Items stored from a collection:
○ ○ ○ ○

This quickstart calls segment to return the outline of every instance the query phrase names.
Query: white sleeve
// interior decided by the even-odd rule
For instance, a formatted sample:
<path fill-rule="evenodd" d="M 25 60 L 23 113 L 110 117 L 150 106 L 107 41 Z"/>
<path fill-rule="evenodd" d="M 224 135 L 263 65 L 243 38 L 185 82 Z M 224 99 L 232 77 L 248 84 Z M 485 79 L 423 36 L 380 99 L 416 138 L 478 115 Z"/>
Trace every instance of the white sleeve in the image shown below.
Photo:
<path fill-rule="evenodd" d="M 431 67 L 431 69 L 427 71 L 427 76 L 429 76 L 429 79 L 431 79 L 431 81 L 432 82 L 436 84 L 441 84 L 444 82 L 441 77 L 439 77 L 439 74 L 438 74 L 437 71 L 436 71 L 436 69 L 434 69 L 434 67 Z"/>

○ ○ ○ ○

**Exercise task**
Reproduce all of the records above verbatim, line for line.

**Result for this exercise**
This quickstart calls segment to return the outline of every instance the query phrase names.
Query: white sleeve
// interior decided by the even-odd rule
For instance, a formatted sample:
<path fill-rule="evenodd" d="M 25 60 L 23 113 L 110 117 L 150 106 L 107 41 Z"/>
<path fill-rule="evenodd" d="M 224 135 L 263 65 L 243 38 L 185 82 Z M 224 99 L 232 77 L 248 84 Z M 485 79 L 423 36 L 380 99 L 416 138 L 478 115 Z"/>
Trace every instance of the white sleeve in the image shown below.
Photo:
<path fill-rule="evenodd" d="M 431 67 L 431 69 L 427 71 L 427 76 L 429 76 L 429 79 L 431 79 L 431 81 L 432 82 L 436 84 L 441 84 L 444 82 L 441 77 L 439 77 L 439 74 L 438 74 L 437 71 L 436 71 L 436 69 L 434 69 L 434 67 Z"/>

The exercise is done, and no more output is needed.